▶ [Supplied records]
_ _ _
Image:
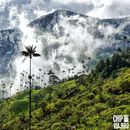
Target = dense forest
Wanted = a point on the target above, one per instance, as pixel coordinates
(85, 102)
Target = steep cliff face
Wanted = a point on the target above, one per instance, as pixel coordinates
(9, 48)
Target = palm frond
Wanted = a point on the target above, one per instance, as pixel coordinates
(36, 54)
(24, 53)
(24, 59)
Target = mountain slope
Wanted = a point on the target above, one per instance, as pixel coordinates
(84, 102)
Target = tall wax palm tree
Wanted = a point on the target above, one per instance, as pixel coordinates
(30, 52)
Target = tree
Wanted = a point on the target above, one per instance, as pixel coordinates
(30, 52)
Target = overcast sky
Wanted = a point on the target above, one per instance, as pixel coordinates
(35, 8)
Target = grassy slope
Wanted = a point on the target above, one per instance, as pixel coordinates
(71, 106)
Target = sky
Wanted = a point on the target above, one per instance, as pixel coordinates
(36, 8)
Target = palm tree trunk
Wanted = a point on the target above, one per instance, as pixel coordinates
(30, 94)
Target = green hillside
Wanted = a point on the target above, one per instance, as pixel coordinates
(86, 102)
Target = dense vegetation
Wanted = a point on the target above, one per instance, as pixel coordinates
(86, 102)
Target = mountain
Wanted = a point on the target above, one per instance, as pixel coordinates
(66, 39)
(84, 102)
(9, 48)
(66, 31)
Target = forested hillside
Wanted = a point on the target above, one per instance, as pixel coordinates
(85, 102)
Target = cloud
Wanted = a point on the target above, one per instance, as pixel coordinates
(110, 9)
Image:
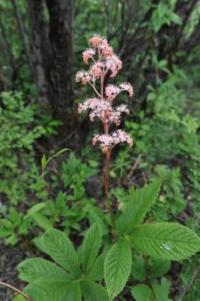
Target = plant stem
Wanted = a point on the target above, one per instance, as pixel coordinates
(16, 290)
(106, 173)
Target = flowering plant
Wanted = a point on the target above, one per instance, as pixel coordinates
(104, 64)
(105, 260)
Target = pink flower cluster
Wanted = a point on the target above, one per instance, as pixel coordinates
(104, 63)
(109, 141)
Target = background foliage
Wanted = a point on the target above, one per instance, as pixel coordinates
(41, 44)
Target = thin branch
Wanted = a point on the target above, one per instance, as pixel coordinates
(16, 290)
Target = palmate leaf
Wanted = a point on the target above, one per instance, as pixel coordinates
(37, 268)
(96, 272)
(170, 241)
(117, 267)
(90, 247)
(54, 290)
(57, 245)
(142, 292)
(93, 291)
(137, 208)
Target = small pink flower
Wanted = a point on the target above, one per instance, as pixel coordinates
(127, 87)
(111, 92)
(97, 69)
(83, 77)
(95, 41)
(105, 49)
(114, 64)
(88, 54)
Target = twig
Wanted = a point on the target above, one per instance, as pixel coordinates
(16, 290)
(190, 284)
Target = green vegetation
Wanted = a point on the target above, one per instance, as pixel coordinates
(141, 243)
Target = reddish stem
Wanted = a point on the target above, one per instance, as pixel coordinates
(107, 172)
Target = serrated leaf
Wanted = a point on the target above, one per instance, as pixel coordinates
(19, 298)
(37, 268)
(96, 272)
(42, 221)
(158, 267)
(170, 241)
(90, 247)
(137, 208)
(55, 290)
(142, 292)
(93, 291)
(117, 267)
(36, 208)
(58, 246)
(161, 291)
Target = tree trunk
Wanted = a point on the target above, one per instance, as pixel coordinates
(61, 40)
(39, 50)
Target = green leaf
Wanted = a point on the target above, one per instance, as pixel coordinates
(139, 271)
(136, 209)
(142, 292)
(55, 290)
(158, 267)
(36, 208)
(93, 291)
(90, 247)
(96, 272)
(37, 268)
(42, 221)
(165, 240)
(57, 245)
(161, 291)
(19, 298)
(117, 267)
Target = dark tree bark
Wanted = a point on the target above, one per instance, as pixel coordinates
(39, 50)
(52, 54)
(61, 40)
(11, 59)
(22, 33)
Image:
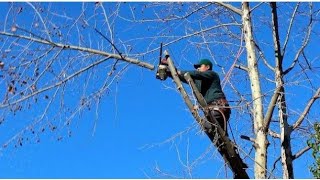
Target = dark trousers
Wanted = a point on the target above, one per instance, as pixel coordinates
(220, 110)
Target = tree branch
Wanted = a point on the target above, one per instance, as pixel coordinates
(289, 29)
(230, 7)
(54, 85)
(304, 45)
(301, 152)
(272, 105)
(89, 50)
(306, 110)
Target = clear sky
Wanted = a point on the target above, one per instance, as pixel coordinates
(141, 128)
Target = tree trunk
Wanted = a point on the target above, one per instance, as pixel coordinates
(261, 143)
(285, 131)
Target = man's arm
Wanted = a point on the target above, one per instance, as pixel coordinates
(199, 75)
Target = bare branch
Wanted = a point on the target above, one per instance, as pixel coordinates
(272, 105)
(241, 67)
(289, 29)
(263, 57)
(274, 134)
(230, 7)
(301, 152)
(89, 50)
(306, 110)
(304, 45)
(53, 85)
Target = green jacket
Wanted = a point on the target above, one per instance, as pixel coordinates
(208, 83)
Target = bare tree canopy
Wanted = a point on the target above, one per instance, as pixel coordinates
(72, 70)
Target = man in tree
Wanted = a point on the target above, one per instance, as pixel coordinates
(208, 84)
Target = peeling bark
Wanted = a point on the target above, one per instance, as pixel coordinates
(261, 135)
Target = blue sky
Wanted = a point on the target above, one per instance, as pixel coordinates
(143, 128)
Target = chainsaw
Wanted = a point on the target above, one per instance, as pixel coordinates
(162, 67)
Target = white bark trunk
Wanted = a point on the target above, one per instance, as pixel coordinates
(261, 137)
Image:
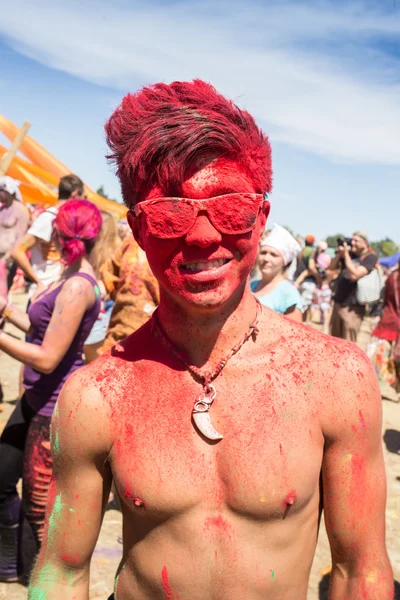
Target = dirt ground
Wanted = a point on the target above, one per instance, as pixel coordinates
(108, 551)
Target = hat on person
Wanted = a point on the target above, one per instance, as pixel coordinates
(362, 234)
(11, 186)
(283, 241)
(310, 238)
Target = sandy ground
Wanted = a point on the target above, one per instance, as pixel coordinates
(108, 551)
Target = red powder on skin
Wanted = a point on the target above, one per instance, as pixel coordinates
(290, 499)
(218, 523)
(362, 420)
(166, 587)
(137, 501)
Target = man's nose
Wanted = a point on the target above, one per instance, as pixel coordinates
(203, 233)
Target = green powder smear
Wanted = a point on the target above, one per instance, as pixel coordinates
(56, 445)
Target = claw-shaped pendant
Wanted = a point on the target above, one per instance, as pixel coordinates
(201, 415)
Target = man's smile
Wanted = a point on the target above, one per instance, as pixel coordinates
(204, 265)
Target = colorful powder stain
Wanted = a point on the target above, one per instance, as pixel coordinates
(166, 587)
(290, 498)
(56, 445)
(36, 593)
(362, 420)
(218, 523)
(55, 515)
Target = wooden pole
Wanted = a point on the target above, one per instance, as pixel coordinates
(7, 159)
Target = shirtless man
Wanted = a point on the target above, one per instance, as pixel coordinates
(300, 413)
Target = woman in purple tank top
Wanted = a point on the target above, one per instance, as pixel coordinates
(59, 320)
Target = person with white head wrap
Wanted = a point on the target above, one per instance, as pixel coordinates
(277, 252)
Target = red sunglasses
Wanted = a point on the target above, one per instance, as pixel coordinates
(230, 214)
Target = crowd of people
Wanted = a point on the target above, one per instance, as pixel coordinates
(91, 284)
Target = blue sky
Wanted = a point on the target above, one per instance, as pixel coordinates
(321, 78)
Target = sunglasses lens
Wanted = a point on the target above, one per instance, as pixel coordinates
(234, 213)
(169, 218)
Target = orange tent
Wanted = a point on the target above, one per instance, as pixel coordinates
(39, 176)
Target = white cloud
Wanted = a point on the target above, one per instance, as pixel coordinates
(309, 73)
_ _ _
▶ [Stated goal] All of the material above needs to be restated exactly, with no pictures.

▶ [Response for this exercise]
Image:
Target = dense forest
Wanted = a point on the target above, one per instance, as pixel coordinates
(85, 102)
Target = steep cliff face
Wanted = a point on the target above, one per instance, as pixel coordinates
(9, 48)
Target = palm frond
Wanted = a point on the target above, one per instance, as pixel coordinates
(36, 54)
(24, 53)
(24, 59)
Target = mountain slope
Wanted = a point on the target above, one per instance, as pixel coordinates
(84, 102)
Target = tall wax palm tree
Wanted = a point on the target above, one per instance, as pixel coordinates
(30, 52)
Target = tree
Wanted = a point on the target above, one per instance, as pixel coordinates
(30, 52)
Target = overcast sky
Wanted = a point on the target above, one per instance, as pixel coordinates
(35, 8)
Target = grassy slope
Wanted = a point on the target above, one per instance, as pixel coordinates
(71, 106)
Target = sky
Wanted = a point on the target above, one per instance, as pixel coordinates
(36, 8)
Target = palm tree trunk
Wanted = a point on the target above, one per instance, as pixel coordinates
(30, 94)
Target = green hillside
Wanted = a point on the target above, one per instance, as pixel coordinates
(86, 102)
Target = dense vegetation
Wanted = a point on the target above, one per instance, as pixel coordinates
(86, 102)
Target = mountain
Wanted = a point on the target above, one per instance, as pixel coordinates
(66, 39)
(84, 102)
(9, 48)
(66, 31)
Target = forested hillside
Wanted = a point on the target above, one per instance, as pixel coordinates
(85, 102)
Target = cloud
Wanted = a point on the target above, one per instance, as pixel coordinates
(110, 9)
Image:
Target = plant stem
Wanted = a point on the target above, one per instance, as pixel coordinates
(16, 290)
(106, 173)
Target = flowering plant
Wanted = a point on the target above, one per instance, as pixel coordinates
(104, 64)
(105, 260)
Target = pink flower cluster
Wanted = a point on the target above, one per instance, as pixel coordinates
(104, 63)
(109, 141)
Target = background foliage
Wanted = a point on the target above, one per instance, as pixel coordinates
(41, 44)
Target = thin branch
Wanted = a point on the target above, one per instance, as pixel coordinates
(16, 290)
Target = palmate leaf
Wanted = a point on the target above, one per instance, as pixel coordinates
(37, 268)
(96, 272)
(170, 241)
(117, 267)
(90, 247)
(54, 290)
(57, 245)
(142, 292)
(93, 291)
(137, 208)
Target = small pink flower
Wanted = a point on the target above, one per instance, as pixel coordinates
(127, 87)
(111, 92)
(97, 69)
(83, 77)
(95, 41)
(105, 49)
(114, 64)
(88, 54)
Target = twig
Wanted = a point on the target above, one per instance, as pixel coordinates
(16, 290)
(190, 284)
Target = green vegetation
Wanted = a point on the target above, one per instance, as pixel coordinates
(141, 243)
Target = reddish stem
Wanted = a point on the target above, one per instance, as pixel coordinates
(107, 172)
Target = serrated leaf
Wanted = a point on the target above, one per instance, as pixel coordinates
(19, 298)
(37, 268)
(96, 272)
(42, 221)
(158, 267)
(170, 241)
(90, 247)
(137, 208)
(55, 290)
(142, 292)
(93, 291)
(117, 267)
(36, 208)
(58, 246)
(161, 291)
Target = tree trunk
Wanted = a point on the target above, one per instance, as pixel coordinates
(61, 40)
(39, 50)
Target = green leaf
Wanted = a point on the target above, one per instance, as pixel coordinates
(139, 271)
(136, 209)
(142, 292)
(55, 290)
(158, 267)
(36, 208)
(93, 291)
(90, 247)
(96, 272)
(37, 268)
(42, 221)
(165, 240)
(57, 245)
(161, 291)
(19, 298)
(117, 267)
Target = dark tree bark
Wanted = a point on the target above, one per instance, as pixel coordinates
(39, 50)
(52, 54)
(61, 40)
(11, 59)
(22, 33)
Image:
Target = dark trousers
Wanted = a point on the target above, one per instance, as pixel coordinates
(220, 110)
Target = tree branch
Wanted = a point on the target above, one per instance, as pixel coordinates
(289, 29)
(230, 7)
(54, 85)
(304, 45)
(301, 152)
(272, 105)
(89, 50)
(306, 110)
Target = clear sky
Wanted = a point on the target above, one per instance, as pixel coordinates
(141, 128)
Target = tree trunk
Wanted = a point on the target above, one per instance, as pixel coordinates
(261, 143)
(285, 131)
Target = man's arm
Wanted = a point on the target above, one per instance, as pixel coordinates
(199, 75)
Target = bare branch
Wanted = a point on the target above, one per instance, as pixel coordinates
(272, 105)
(241, 67)
(289, 29)
(263, 57)
(274, 134)
(230, 7)
(301, 152)
(89, 50)
(306, 110)
(304, 45)
(53, 85)
Target = green jacket
Wanted = a point on the target above, one per instance, as pixel coordinates
(208, 83)
Target = bare tree canopy
Wanted = a point on the target above, one per instance, as pixel coordinates
(72, 70)
Target = man in tree
Wanted = a point on the target above, one per instance, as pixel coordinates
(208, 84)
Target = peeling bark
Wanted = a point on the target above, one per instance, as pixel coordinates
(261, 135)
Target = blue sky
Wanted = a point on the target above, one per instance, as pixel coordinates
(143, 128)
Target = chainsaw
Wanted = a point on the target above, one per instance, as pixel coordinates
(162, 67)
Target = white bark trunk
Wanted = a point on the target above, one per instance, as pixel coordinates
(261, 137)
Image:
Target = dirt ground
Wanted = a point on the target above, one per instance, as pixel coordinates
(108, 551)
Target = hat on person
Wanted = a point on the target above, one per instance, as pixel coordinates
(362, 234)
(11, 186)
(283, 241)
(310, 238)
Target = sandy ground
Wanted = a point on the target above, one per instance, as pixel coordinates
(108, 551)
Target = red powder on skin
Wanted = a point on the target above, one per instance, as pixel coordinates
(290, 499)
(218, 523)
(362, 420)
(166, 587)
(137, 501)
Target = man's nose
Wanted = a point on the target above, one per instance, as pixel coordinates
(203, 233)
Target = green powder smear
Wanted = a point on the target above, one per instance, as pixel coordinates
(56, 445)
Target = claw-shaped pendant
Wanted = a point on the target above, one per instance, as pixel coordinates
(201, 415)
Target = man's smile
Wanted = a point on the target above, one per instance, as pixel coordinates
(204, 265)
Target = colorful powder stain
Wanted = a point on the target above, one per instance, as pixel coordinates
(166, 587)
(290, 498)
(56, 445)
(36, 593)
(362, 420)
(218, 523)
(55, 515)
Target = wooden pole
Wanted = a point on the target above, one per instance, as pixel coordinates
(7, 159)
Target = shirtless man
Wanted = a point on the target above, one per instance, as pixel coordinates
(300, 413)
Target = woman in purple tank top
Wanted = a point on the target above, one per instance, as pixel coordinates
(59, 320)
Target = person with white head wrap
Wanted = a point on the target above, one per instance, as pixel coordinates
(277, 252)
Target = red sunglasses
Wanted = a point on the target above, one per instance, as pixel coordinates
(230, 214)
Target = crowd of people
Wanted = a point on the target above, one per instance, as pixel coordinates
(91, 284)
Target = blue sky
Wanted = a point on the target above, one per instance, as pixel coordinates
(321, 78)
Target = sunglasses lens
Wanted = a point on the target above, one per instance, as pixel coordinates
(234, 213)
(169, 218)
Target = orange tent
Wanted = a point on the target above, one per instance, as pixel coordinates
(39, 176)
Target = white cloud
Wanted = a point on the target above, one per instance, as pixel coordinates
(309, 73)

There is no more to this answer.